Reading passage.
The poem was first published in The Seven Seas, published simultaneously in London and the USA on 30 October 1896: in London by Methuen & Co., in
New York by D. Appleton & Co.
The Seven Seas was itself collected in the successive editions of Rudyard Kipling’s Inclusive Verse (1918, 1926, 1932) and Definitive Verse (1940): also in the Sussex Edition (vol. xxxv) and the Burwash Edition (vol. xxviii).
As might be expected for a poem with the title “The First Chantey”, there have been musical settings. since a chantey, or sea-shanty, is a seaman’s working song. See David Alan Richards , Vol II, p. 699, and Brian Mattinson’s summary of his research. There are two known settings, one by the celebrated collector of folk-music, Percy Grainger (1899), and another from America, nearly a century later, by Leslie Fish (1993).
The Verse Form
The form of the verse is interesting, in that it is rhymed aa,bb, but it is clearly meant to imitate a far older Anglo-Saxon or Old English verse form, which employs stress and alliteration to create poetry. There is an excellent explanation of this form of verse to be found at this web-site.
Kipling managed to keep to the rules of Anglo-Saxon poetry by employing internal alliteration – e.g. (verse 2, line 3) ‘Him we call Son of the Sea, sullen and swollen’, and the use of the caesura, a break or pause in the middle of a line – in this case, between ‘Sea’ and ‘sullen’. At the same time, he is using the more modern convention of rhyme.
The tale he tells, of course, is much older than Anglo-Saxon verse, indeed older than Greek or Latin verse: who can now say what form the bards of pre-history used to sing their tales of ancient heroes? This Editor suggested to himself that, to give a sense of antiquity, Kipling might have chosen to go back another thousand years and employ Latin verse forms (with which, of course, he was very familiar, as was a substantial portion of his readership), but then answered himself by saying that Kipling couldn’t have reasonably used that, because Latin verse would not readily lend itself to the rhythm needed for a Chantey.

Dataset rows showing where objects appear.
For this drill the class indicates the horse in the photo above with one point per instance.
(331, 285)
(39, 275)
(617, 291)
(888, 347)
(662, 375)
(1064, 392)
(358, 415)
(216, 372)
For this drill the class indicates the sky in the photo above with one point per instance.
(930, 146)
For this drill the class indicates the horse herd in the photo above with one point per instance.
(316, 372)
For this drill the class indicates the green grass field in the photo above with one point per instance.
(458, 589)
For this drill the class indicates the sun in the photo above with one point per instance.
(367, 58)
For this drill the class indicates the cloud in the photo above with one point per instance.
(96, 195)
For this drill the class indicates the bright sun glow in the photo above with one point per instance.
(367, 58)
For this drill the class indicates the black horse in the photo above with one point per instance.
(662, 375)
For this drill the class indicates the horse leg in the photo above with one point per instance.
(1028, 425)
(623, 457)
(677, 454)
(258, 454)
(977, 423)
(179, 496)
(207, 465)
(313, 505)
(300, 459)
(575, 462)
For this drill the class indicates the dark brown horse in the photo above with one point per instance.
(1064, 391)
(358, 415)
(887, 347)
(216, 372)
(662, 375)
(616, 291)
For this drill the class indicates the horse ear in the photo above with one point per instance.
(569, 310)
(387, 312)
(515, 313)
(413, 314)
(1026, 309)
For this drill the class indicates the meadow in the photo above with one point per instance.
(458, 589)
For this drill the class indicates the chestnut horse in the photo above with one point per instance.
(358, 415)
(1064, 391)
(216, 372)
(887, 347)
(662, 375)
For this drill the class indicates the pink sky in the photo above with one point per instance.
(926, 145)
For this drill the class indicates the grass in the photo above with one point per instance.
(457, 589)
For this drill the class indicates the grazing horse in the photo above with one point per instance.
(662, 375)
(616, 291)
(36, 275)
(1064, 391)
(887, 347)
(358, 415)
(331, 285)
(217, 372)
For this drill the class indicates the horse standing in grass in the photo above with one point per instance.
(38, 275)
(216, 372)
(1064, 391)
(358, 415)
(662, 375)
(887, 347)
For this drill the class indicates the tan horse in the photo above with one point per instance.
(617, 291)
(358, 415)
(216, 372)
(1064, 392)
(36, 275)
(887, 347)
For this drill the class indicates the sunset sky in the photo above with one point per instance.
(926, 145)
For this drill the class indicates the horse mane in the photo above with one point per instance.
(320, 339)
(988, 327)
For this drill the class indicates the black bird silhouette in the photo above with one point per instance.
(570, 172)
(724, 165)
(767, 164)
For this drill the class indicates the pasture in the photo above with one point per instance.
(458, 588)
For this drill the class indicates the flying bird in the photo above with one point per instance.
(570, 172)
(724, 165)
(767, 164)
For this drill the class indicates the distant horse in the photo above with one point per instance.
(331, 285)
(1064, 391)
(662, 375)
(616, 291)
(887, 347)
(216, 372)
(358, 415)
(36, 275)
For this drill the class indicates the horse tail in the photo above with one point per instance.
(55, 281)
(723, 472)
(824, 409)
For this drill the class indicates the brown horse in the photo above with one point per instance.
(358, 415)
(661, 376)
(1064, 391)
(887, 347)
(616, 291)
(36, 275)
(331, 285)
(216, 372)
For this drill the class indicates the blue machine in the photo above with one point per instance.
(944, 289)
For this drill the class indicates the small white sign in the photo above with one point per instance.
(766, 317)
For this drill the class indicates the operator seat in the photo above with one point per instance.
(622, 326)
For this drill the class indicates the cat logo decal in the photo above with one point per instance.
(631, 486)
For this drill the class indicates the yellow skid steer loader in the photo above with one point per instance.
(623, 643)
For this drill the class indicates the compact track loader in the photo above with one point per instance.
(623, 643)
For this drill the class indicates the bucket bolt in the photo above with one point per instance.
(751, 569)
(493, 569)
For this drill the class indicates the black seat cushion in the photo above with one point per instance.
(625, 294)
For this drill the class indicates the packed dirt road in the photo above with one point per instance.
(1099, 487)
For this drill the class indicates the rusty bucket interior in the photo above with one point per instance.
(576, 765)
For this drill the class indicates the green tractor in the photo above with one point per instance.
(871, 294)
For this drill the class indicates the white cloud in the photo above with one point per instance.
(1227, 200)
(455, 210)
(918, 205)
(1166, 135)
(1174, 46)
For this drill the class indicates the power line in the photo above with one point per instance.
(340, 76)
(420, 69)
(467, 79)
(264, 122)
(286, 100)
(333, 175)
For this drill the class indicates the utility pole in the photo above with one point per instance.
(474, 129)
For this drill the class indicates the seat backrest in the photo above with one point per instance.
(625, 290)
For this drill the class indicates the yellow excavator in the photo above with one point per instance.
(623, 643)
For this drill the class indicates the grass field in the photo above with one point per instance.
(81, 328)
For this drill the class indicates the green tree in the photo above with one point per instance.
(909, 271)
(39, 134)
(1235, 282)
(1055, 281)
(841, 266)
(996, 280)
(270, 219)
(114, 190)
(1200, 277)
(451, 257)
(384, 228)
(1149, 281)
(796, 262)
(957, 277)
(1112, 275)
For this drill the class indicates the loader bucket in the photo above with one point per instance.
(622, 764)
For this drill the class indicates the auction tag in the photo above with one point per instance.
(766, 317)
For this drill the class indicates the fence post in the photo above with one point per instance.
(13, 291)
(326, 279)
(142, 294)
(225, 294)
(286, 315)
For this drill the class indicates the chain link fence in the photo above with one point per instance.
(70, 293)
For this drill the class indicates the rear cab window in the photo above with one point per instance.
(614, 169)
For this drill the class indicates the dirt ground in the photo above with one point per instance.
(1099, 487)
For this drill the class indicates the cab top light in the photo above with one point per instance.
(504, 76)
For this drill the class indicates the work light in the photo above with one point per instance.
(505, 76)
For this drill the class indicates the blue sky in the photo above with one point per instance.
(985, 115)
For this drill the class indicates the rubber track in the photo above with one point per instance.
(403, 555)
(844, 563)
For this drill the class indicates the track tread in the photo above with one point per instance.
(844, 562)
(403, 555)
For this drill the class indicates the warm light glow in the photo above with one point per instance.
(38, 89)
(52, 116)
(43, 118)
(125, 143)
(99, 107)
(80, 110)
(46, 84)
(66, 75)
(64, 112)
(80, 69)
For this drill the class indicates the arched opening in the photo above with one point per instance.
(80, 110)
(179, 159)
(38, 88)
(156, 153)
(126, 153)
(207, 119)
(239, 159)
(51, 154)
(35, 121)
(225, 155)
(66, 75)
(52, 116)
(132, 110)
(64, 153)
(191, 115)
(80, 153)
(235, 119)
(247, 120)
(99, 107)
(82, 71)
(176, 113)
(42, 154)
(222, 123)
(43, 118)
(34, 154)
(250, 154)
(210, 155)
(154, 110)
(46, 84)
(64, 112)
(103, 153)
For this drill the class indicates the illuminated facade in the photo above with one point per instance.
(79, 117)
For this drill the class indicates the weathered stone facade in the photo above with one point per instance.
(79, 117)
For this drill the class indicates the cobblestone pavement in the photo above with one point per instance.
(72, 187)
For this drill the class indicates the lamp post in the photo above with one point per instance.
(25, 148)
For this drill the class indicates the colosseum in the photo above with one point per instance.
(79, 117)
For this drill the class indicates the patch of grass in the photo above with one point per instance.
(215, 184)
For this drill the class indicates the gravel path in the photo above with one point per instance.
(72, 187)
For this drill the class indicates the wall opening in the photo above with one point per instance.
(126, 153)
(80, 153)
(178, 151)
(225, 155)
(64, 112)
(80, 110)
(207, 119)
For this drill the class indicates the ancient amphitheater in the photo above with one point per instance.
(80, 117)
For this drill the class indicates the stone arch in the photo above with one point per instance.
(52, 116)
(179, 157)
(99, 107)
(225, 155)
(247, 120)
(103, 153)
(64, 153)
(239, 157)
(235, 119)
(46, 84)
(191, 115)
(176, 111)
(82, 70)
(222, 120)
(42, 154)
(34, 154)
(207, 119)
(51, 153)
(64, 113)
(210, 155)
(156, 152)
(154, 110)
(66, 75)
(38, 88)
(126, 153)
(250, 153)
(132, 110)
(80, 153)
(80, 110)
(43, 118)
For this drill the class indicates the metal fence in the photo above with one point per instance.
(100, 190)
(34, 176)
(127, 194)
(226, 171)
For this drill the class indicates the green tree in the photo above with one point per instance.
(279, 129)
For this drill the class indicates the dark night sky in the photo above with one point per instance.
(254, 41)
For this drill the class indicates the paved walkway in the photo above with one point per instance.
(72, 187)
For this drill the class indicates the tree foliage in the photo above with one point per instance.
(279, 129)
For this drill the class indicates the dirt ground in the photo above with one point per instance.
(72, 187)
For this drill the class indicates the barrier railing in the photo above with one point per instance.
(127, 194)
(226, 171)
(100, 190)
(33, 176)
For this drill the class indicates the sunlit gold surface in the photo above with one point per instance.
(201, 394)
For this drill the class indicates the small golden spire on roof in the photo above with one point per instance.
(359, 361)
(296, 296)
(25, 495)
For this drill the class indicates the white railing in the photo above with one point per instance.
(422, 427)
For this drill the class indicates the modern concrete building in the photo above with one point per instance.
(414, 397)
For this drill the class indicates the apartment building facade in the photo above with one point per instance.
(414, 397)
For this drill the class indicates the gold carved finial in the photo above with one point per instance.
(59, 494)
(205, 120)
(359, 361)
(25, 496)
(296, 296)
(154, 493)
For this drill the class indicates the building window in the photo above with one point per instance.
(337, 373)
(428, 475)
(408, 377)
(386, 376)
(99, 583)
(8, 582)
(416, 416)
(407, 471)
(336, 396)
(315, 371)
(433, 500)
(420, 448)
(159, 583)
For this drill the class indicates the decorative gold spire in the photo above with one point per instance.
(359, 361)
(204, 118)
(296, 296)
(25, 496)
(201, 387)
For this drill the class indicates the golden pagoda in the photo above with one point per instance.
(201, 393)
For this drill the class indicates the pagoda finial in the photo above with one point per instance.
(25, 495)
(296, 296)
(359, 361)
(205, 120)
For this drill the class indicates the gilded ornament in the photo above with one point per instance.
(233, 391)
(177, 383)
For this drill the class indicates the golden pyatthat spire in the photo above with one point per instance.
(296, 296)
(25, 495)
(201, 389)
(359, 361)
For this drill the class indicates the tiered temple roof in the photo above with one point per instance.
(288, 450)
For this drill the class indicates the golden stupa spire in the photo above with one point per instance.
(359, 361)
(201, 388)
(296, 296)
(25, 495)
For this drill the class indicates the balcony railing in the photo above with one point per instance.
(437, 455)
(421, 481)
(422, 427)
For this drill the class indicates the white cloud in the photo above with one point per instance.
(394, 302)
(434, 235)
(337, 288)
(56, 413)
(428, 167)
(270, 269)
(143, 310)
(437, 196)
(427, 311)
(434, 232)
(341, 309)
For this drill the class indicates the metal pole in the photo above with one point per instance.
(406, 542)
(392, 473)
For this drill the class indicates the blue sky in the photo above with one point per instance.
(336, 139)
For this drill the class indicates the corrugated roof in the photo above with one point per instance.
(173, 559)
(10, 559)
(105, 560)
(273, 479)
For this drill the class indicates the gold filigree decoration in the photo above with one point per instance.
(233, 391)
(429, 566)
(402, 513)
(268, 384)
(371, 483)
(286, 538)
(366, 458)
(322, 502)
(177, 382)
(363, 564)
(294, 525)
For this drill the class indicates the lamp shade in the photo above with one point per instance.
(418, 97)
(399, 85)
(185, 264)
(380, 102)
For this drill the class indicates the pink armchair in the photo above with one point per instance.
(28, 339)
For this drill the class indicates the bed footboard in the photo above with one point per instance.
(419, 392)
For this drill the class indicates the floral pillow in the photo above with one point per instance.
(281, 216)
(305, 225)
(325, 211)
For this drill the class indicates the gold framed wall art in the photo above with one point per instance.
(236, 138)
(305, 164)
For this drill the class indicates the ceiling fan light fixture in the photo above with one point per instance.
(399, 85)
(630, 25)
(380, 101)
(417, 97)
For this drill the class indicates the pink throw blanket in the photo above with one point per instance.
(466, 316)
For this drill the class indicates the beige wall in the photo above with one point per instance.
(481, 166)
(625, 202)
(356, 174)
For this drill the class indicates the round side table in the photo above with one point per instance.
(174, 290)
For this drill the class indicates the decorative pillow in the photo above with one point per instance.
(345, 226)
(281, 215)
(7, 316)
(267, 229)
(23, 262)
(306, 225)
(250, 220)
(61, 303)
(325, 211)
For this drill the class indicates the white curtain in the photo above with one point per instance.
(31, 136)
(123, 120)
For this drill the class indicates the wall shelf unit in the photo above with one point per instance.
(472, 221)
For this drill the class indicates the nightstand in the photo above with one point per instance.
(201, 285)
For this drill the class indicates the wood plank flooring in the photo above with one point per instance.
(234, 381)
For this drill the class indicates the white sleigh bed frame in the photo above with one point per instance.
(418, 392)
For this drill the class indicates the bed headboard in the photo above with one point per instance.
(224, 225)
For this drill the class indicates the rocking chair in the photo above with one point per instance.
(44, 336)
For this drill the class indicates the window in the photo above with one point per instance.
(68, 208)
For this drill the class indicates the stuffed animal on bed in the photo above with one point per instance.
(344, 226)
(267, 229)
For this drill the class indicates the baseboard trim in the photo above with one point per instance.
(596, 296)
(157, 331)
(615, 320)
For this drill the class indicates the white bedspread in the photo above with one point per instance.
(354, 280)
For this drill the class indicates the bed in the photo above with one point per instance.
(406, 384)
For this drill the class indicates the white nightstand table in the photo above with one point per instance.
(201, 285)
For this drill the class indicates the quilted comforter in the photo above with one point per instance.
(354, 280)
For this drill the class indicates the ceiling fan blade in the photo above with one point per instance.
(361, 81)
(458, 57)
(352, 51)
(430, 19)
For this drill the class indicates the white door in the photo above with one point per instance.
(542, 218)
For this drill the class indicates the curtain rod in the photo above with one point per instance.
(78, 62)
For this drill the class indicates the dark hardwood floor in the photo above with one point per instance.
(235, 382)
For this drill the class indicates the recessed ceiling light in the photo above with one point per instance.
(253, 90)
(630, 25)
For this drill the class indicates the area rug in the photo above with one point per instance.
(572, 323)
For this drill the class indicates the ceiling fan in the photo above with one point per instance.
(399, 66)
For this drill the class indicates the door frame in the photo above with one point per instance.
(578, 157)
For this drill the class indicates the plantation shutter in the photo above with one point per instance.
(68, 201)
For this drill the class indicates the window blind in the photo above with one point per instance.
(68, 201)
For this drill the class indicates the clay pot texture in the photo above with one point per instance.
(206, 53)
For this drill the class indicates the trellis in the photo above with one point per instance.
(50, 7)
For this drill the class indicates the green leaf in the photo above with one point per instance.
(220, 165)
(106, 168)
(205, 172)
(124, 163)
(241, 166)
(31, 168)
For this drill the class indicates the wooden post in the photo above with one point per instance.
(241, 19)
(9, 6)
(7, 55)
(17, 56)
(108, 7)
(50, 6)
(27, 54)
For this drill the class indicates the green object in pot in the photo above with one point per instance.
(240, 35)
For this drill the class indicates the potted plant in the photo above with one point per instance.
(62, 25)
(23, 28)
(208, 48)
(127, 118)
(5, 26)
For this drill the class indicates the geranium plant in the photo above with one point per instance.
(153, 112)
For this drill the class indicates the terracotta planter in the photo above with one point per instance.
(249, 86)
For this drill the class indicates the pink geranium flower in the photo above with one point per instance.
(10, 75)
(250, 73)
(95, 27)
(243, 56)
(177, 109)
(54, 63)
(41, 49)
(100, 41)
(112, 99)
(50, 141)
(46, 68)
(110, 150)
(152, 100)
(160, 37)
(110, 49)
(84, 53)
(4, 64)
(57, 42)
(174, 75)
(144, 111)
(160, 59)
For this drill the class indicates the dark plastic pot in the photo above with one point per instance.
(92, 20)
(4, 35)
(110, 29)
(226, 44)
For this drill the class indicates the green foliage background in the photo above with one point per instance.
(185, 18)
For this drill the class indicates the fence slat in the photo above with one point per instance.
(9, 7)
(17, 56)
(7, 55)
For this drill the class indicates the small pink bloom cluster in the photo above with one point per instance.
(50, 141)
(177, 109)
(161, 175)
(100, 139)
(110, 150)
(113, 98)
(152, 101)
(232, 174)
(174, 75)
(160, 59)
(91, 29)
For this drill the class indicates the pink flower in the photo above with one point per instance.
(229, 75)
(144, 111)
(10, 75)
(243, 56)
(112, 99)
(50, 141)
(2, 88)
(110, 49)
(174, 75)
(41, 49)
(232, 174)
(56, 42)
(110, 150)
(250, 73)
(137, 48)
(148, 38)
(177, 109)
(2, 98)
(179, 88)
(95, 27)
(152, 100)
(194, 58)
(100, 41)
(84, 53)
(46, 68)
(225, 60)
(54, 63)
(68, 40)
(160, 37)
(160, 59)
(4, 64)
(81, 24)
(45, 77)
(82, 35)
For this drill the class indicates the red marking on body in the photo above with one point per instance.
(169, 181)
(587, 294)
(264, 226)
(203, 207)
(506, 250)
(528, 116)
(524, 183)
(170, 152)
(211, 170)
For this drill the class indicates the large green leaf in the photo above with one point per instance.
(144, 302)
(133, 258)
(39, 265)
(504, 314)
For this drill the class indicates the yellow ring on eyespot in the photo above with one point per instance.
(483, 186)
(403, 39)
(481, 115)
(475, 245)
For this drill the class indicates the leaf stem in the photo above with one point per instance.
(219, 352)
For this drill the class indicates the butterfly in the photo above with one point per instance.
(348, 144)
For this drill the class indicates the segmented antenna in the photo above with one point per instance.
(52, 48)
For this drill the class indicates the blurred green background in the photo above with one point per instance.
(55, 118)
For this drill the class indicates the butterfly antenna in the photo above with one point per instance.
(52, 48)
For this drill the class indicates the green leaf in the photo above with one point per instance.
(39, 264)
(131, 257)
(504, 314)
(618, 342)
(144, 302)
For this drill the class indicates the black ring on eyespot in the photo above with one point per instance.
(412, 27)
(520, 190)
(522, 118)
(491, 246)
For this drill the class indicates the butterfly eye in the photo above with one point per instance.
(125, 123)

Parts of the exercise.
#1 In the notes on Kipling's poem, who made the 1899 musical setting?
#2 Update the records starting with the line containing "For this drill the class indicates the blurred" and going through the end of the records, replacing "butterfly" with "moth" and leaving everything else unchanged.

Answers for the exercise.
#1 Percy Grainger

#2
For this drill the class indicates the blurred green background in the photo above with one point per instance.
(55, 118)
For this drill the class indicates the moth antenna in the photo above with one point per instance.
(52, 48)
For this drill the class indicates the green leaf in the photo above with one point per instance.
(39, 264)
(131, 257)
(504, 314)
(618, 342)
(144, 302)
For this drill the class indicates the black ring on eyespot in the photo above with one point per instance.
(412, 27)
(520, 190)
(522, 118)
(491, 246)
For this drill the class indicates the moth eye in the photo above with one point per instance.
(125, 123)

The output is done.